Q: Why are you uniquely qualified to lead your specific organization? Describe your
experience working with this issue and population

A: Our planet and our community are calling for commonsense solutions that address the linked
climate, food, and economic crises. Our unique skill-sets as permaculture teachers/designers, social
entrepreneurs, and community organizers are desperately needed. Since March 2009 we’ve worked
with 35 enthusiastic inmates 2-3 times/month at San Quentin Prison, helping our guys to design and
build a 1600 sq. ft. organic vegetable garden right on the medium-security yard to prepare them for
post-release job opportunities in our organization. At Explore Middle School in East Oakland, Planting
Justice brings low-income community members together to transform a grassy slope into a perennial
food forest that will give students, their families, and neighbors thousands of pounds of produce
every year for decades. In April 2009 we dug water-harvesting swales and planted 30 fruit trees on
contour with 80 students, and each week since we’ve led an after-school garden course with ten 6th
grade girls and a youth-group called West Oakland Youth Standing Empowered. Together we are
developing an empowering eco-arts curriculum as we grow food and explore eco-entrepreneurship,
nutrition, and social justice.

Q: How much money have you fundraised to date? Who is your largest funder and what is
the size of their grant? Provide an estimate of your total budget for each of the next two
fiscal years

A: The 200 donors we canvassed door-to-door contributed $7500, our rooftop nursery generated
$2000 in profits, and our largest grant was $1,000 from the California Institute of Integral Studies.
This money has funded our San Quentin garden, our school gardens, our rooftop nursery, and the
purchase of a big diesel work truck. Planting Justice has grown quickly with very little funding and an
all-volunteer staff; imagine what we can do when we hire our teams to work full-time! In the next two
years, we plan to hire a team of 3-5 Canvassers, a Canvass Director, 1 or 2 teams of 3 Edible
Landscapers, an Outreach Director, and an Executive Director. The canvass team will fund
themselves, with extra income going to fund our non-profit projects, tools, general expenses. After
paying our landscapers $15-25/hour, the edible landscape program will generate an extra
$3600/month per team based on 30 hour work weeks, money which will also fund our non-profit
projects, help us purchase land, and fund capital projects that will generate income from various
value-added products. For the next 2 years we plan to spend $300,000 per year and generate
roughly $300,000 per year, not including grants!

* * * * *

## Work to do:
**A)** Answer these questions using the Planting Justice Q&A:
(i) How many inmates has the group worked with at San Quentin Prison?
(ii) How many fruit trees were planted in April 2009?
(iii) Who gave the largest grant, and how much was it?
**B)** Quote the Planting Justice Q&A word for word, starting at "Q: How much" and ending at "of Integral Studies.".

* * * * *

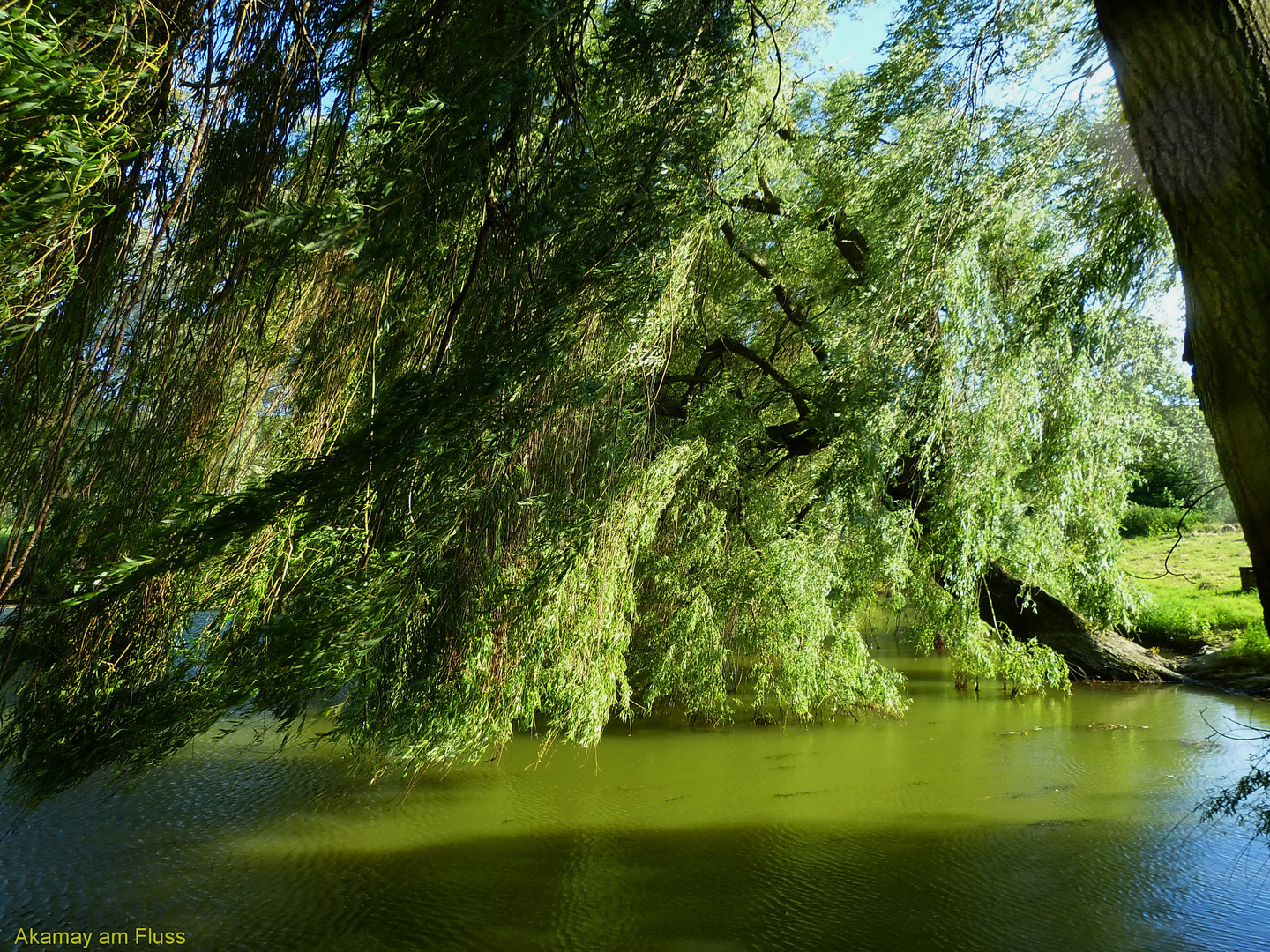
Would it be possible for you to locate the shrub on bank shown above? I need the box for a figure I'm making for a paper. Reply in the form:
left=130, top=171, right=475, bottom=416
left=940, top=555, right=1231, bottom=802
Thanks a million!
left=1120, top=505, right=1204, bottom=539
left=1134, top=603, right=1213, bottom=654
left=1229, top=621, right=1270, bottom=666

* * * * *

## Solutions for each task:
**A)**
(i) 35 inmates
(ii) 30 fruit trees
(iii) The California Institute of Integral Studies gave $1,000.

**B)**
Q: How much money have you fundraised to date? Who is your largest funder and what is
the size of their grant? Provide an estimate of your total budget for each of the next two
fiscal years

A: The 200 donors we canvassed door-to-door contributed $7500, our rooftop nursery generated
$2000 in profits, and our largest grant was $1,000 from the California Institute of Integral Studies.